Segmentation dataset records:
◇ ◇ ◇ ◇

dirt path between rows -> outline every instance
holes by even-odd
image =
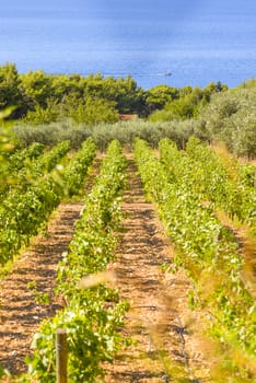
[[[85,192],[92,187],[101,158],[97,154]],[[54,293],[57,265],[68,251],[82,207],[82,202],[60,204],[47,233],[38,235],[0,280],[0,365],[14,375],[26,371],[24,358],[32,352],[31,341],[40,322],[62,305]],[[49,302],[42,303],[44,297]]]
[[[173,248],[153,205],[144,199],[133,161],[128,173],[123,204],[127,219],[114,270],[121,299],[131,305],[124,334],[136,345],[106,367],[105,381],[208,382],[210,367],[200,351],[207,351],[206,346],[194,332],[203,327],[202,317],[187,305],[191,286],[184,270],[170,274],[161,268],[172,264]]]
[[[47,236],[39,235],[15,263],[13,271],[0,281],[0,363],[11,373],[26,371],[24,357],[39,323],[59,309],[54,289],[58,262],[67,251],[82,204],[60,205],[50,222]],[[48,293],[51,304],[36,303],[33,286],[42,297]]]
[[[131,305],[124,335],[136,344],[120,351],[114,364],[105,365],[105,382],[208,382],[210,365],[197,330],[203,321],[187,306],[191,286],[184,270],[170,274],[161,268],[164,263],[172,264],[173,248],[153,205],[144,199],[131,156],[129,160],[129,187],[123,204],[127,219],[113,267],[121,299]],[[60,205],[48,235],[38,236],[0,281],[0,363],[13,374],[26,371],[24,357],[31,352],[34,333],[42,320],[59,307],[54,295],[57,264],[72,239],[81,209],[80,202]],[[34,288],[27,287],[33,281],[40,297],[49,294],[50,304],[35,301]]]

◇ ◇ ◇ ◇

**Requirement**
Pull out every line of the listing above and reproduce each one character for character. Omit the picture lines from your answer.

**Exercise solution**
dirt path between rows -> outline every instance
holes by even-odd
image =
[[[85,192],[92,187],[101,158],[97,154]],[[54,293],[57,265],[68,251],[82,207],[82,202],[60,204],[47,233],[38,235],[0,280],[0,365],[14,375],[26,371],[24,358],[32,352],[31,341],[40,322],[62,305]],[[49,302],[42,303],[44,297]]]
[[[173,248],[153,205],[144,199],[133,161],[128,173],[123,204],[127,219],[114,270],[121,299],[131,305],[124,334],[136,345],[106,367],[105,381],[208,382],[210,367],[200,351],[207,351],[206,346],[194,332],[203,327],[202,317],[187,305],[191,286],[184,270],[170,274],[161,268],[172,264]]]
[[[47,236],[39,235],[15,263],[13,271],[0,281],[0,363],[11,373],[26,371],[24,357],[39,323],[59,309],[54,289],[58,262],[67,251],[82,204],[60,205],[50,222]],[[48,293],[51,304],[36,303],[33,286],[42,297]]]
[[[131,305],[124,335],[136,344],[120,351],[114,364],[105,365],[105,382],[208,382],[210,365],[197,330],[203,321],[187,306],[191,286],[184,270],[170,274],[161,268],[164,263],[172,264],[173,248],[153,205],[144,199],[131,156],[129,160],[129,187],[123,204],[127,219],[113,267],[121,299]],[[60,205],[48,235],[38,236],[0,281],[0,363],[13,374],[26,371],[24,357],[31,352],[34,333],[42,320],[59,307],[54,295],[57,264],[72,239],[81,209],[80,202]],[[34,288],[27,287],[33,281],[40,297],[49,294],[50,304],[35,301]]]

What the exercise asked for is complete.